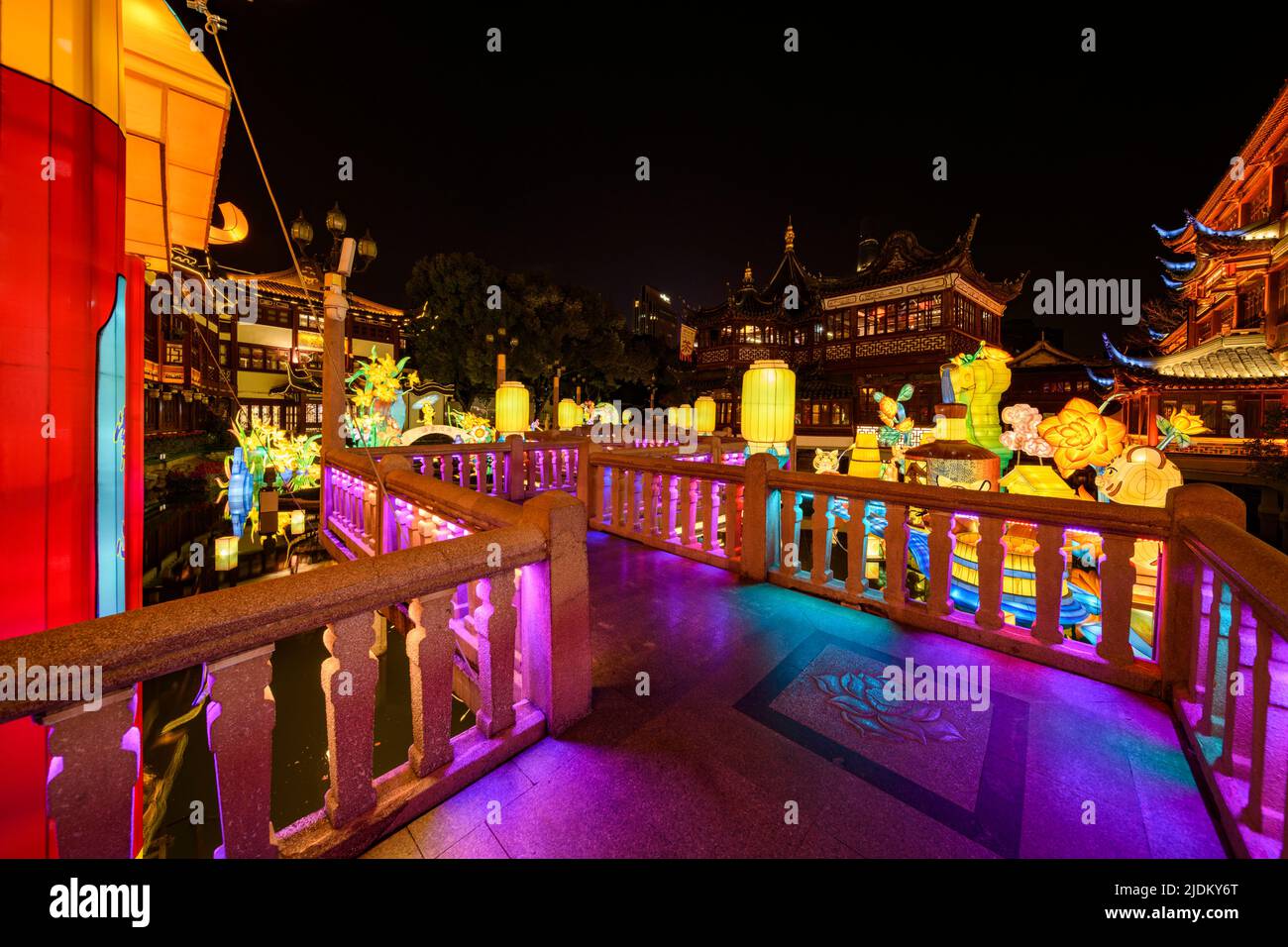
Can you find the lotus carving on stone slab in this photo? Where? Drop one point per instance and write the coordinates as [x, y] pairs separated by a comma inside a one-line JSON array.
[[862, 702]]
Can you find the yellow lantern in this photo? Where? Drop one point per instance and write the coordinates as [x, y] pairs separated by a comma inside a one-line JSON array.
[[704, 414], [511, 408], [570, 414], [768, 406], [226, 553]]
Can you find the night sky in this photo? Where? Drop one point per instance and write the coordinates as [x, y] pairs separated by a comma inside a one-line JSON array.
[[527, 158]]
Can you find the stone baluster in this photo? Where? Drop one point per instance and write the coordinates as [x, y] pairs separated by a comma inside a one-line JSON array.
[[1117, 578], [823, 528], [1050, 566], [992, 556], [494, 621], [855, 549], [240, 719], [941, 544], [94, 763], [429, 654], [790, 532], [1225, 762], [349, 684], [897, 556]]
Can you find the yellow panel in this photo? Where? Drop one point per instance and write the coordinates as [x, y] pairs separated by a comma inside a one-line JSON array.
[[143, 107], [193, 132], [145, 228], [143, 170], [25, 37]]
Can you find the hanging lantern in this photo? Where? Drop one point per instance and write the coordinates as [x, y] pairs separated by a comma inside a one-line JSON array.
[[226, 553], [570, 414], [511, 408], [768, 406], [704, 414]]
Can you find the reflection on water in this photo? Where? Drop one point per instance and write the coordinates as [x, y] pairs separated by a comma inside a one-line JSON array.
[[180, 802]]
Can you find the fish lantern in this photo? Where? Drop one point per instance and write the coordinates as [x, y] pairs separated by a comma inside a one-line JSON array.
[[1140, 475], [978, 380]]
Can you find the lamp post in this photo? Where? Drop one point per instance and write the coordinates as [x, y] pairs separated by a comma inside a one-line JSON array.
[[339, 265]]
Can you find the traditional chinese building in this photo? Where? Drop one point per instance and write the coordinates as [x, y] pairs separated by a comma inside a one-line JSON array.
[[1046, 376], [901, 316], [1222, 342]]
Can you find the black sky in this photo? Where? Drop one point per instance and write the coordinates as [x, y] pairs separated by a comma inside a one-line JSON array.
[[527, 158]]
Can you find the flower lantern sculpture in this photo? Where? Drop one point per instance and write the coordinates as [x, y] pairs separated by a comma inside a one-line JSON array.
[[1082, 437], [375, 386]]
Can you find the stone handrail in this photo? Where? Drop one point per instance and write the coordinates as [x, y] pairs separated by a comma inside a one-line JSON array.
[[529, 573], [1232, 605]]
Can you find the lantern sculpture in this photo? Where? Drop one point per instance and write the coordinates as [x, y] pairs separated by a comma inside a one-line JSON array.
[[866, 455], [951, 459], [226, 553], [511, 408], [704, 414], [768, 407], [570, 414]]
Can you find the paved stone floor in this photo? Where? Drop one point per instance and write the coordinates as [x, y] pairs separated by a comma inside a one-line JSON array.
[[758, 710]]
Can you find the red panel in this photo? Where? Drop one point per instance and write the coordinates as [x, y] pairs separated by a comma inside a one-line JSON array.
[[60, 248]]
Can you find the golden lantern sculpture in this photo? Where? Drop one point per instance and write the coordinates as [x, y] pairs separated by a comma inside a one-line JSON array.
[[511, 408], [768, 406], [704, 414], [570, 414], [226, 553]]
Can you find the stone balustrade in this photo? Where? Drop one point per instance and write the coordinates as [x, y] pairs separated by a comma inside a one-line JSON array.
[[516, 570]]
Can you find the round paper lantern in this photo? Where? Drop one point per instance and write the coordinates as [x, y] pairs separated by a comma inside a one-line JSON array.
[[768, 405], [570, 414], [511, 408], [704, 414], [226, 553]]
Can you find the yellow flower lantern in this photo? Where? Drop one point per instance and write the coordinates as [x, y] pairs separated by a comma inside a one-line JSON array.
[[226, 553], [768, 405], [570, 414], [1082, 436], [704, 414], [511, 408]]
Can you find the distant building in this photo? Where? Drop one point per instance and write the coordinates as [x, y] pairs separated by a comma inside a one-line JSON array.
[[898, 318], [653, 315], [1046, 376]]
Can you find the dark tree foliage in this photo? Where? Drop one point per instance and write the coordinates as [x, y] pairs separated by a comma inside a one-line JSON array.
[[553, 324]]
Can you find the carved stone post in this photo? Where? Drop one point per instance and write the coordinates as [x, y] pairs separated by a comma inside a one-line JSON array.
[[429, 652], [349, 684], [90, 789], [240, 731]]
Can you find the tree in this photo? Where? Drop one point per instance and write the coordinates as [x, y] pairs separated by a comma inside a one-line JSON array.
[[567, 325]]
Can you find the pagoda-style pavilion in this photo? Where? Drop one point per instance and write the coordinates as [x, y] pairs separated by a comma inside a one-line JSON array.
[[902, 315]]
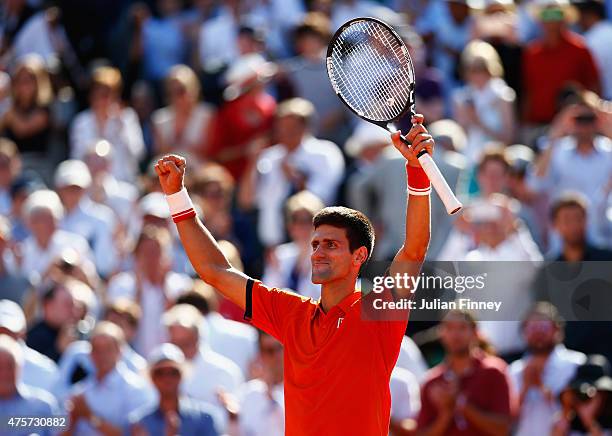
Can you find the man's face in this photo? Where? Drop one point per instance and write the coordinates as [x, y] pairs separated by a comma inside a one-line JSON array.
────────────────
> _Work to do_: Copy out the listing from the line containing "Can you find the fish" up to and including the line containing "[[1140, 475], [978, 380]]", requests included, and add -100 to every coordinate value in the answers.

> _Answer for the task_:
Can you find the fish lantern in this photo? Where? Drop one point per instance and write the coordinates as [x, y] pairs separated by a comma inside a one-line JSON array.
[[1040, 375], [878, 280]]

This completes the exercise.